> [GIVEN EXERCISE]: Quote the entries below word for word, starting at the line containing "label the man wearing" and continuing through the final line of the entries, with both of those lines included.

> [Labeled-object pointing entries]:
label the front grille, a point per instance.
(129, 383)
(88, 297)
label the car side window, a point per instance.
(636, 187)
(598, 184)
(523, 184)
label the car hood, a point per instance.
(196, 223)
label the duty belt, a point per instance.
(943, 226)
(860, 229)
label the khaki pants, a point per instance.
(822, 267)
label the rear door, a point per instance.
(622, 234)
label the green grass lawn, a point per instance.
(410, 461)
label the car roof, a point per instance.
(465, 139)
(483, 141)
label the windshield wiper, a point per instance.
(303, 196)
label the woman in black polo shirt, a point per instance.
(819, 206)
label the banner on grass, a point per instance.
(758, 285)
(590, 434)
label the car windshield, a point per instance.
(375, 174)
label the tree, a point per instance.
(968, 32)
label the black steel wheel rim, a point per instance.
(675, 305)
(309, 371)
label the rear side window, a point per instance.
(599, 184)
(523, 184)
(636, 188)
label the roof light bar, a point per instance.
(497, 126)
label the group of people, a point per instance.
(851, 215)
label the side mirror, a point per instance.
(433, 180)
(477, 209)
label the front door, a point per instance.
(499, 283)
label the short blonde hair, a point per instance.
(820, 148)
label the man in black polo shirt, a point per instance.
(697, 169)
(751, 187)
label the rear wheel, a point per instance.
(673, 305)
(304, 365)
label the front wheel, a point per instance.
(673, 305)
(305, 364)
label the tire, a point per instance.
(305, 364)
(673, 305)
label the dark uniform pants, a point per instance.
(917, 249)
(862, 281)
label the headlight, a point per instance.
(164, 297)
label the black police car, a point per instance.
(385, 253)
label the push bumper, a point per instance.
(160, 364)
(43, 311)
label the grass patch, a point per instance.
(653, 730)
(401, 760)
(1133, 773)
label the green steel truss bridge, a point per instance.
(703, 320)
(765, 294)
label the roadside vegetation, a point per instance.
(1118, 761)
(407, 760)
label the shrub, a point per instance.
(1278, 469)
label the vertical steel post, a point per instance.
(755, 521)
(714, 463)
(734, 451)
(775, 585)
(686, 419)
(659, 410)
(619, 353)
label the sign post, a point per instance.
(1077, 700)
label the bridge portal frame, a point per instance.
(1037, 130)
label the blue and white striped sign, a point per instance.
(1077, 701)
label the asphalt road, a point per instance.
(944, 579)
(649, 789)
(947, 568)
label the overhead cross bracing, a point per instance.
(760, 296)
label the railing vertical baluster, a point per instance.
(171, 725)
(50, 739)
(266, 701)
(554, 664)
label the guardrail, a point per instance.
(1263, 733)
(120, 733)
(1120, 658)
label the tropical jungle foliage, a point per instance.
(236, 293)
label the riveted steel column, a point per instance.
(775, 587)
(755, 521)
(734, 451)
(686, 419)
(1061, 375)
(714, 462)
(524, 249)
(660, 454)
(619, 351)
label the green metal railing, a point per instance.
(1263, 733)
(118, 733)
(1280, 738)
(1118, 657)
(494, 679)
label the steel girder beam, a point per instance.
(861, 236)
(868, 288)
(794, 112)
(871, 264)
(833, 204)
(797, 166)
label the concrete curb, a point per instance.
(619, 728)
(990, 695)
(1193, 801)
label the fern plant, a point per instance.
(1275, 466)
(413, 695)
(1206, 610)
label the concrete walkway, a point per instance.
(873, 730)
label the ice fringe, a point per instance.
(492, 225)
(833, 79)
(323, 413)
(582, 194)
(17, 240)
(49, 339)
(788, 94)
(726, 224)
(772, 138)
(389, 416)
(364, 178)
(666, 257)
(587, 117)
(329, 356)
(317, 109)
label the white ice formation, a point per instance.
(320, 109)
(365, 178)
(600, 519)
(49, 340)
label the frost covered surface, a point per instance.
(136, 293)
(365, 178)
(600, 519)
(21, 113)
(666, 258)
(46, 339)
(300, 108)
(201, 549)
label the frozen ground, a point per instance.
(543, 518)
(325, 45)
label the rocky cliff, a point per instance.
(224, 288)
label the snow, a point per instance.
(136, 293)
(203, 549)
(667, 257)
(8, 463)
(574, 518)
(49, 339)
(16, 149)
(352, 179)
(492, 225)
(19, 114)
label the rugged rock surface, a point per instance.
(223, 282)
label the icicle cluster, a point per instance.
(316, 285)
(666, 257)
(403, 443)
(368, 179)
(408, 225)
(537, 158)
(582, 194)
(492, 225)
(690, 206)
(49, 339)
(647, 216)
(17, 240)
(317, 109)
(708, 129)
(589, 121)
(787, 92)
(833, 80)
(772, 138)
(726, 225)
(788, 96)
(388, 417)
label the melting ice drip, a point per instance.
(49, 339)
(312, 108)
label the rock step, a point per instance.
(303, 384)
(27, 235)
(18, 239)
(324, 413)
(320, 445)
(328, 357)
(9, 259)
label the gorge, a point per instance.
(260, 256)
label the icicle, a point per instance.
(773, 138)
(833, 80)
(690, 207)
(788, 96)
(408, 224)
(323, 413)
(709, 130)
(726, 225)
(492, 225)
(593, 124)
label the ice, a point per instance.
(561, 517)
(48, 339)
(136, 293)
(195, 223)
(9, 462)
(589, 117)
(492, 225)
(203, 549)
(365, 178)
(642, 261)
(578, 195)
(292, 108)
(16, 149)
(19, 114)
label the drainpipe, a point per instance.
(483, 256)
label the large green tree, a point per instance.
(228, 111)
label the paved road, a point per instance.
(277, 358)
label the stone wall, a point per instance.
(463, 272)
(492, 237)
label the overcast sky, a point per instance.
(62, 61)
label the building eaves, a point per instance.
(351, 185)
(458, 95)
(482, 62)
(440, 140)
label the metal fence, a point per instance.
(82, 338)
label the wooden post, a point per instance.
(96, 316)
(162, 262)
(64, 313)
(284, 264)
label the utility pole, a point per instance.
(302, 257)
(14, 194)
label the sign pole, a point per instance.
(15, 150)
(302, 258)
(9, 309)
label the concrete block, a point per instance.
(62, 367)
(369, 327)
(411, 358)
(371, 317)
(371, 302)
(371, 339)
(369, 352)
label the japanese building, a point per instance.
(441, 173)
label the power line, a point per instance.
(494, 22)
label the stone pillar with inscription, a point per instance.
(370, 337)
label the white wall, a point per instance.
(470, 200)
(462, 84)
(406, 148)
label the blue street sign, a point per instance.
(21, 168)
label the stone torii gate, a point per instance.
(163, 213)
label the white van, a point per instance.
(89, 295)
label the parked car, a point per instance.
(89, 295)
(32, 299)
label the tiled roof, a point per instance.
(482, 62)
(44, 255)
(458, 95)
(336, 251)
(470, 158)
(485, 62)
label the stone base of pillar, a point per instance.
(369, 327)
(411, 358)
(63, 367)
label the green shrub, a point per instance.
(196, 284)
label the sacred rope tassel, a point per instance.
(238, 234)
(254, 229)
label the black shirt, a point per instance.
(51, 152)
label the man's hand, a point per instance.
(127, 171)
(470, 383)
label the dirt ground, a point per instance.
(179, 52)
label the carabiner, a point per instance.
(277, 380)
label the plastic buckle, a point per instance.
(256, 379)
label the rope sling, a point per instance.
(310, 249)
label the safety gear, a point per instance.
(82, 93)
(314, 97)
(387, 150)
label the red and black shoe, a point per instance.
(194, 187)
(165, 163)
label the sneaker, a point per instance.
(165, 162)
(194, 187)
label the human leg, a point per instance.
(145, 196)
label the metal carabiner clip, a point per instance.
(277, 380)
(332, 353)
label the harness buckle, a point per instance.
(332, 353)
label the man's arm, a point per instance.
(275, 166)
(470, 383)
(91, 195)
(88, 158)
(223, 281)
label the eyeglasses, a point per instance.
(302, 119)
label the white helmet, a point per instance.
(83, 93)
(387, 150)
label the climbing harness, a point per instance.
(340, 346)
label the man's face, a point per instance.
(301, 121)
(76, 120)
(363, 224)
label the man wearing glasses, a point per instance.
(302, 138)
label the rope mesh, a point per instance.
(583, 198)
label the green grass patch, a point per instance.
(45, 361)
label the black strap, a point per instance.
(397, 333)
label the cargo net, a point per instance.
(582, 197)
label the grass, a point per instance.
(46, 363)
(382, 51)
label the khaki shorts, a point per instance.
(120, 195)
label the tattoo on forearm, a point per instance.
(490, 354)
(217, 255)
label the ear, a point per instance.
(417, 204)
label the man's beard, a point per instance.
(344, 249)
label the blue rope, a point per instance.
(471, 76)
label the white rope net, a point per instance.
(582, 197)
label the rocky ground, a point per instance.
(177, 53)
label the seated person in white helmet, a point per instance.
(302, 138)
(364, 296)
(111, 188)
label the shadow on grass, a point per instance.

> [COMPLETED EXERCISE]:
label the man wearing glasses, a point per instance.
(302, 138)
label the rope mesh, a point per instance.
(583, 198)
label the green grass patch, a point per instance.
(45, 361)
label the black strap, a point per instance.
(397, 333)
label the cargo net, a point per instance.
(582, 197)
label the grass, a point per instance.
(46, 363)
(382, 51)
label the khaki shorts, a point per instance.
(120, 195)
label the tattoo on forearm, a point per instance.
(490, 354)
(217, 255)
label the ear, a point per instance.
(417, 204)
label the man's beard, a point per instance.
(344, 249)
label the blue rope, a point per instance.
(471, 76)
label the white rope net, a point per instance.
(582, 197)
label the rocky ground, a point per instance.
(177, 53)
label the seated person in white helmet, a point per instance.
(302, 138)
(364, 296)
(111, 188)
label the shadow on grass, a point per instance.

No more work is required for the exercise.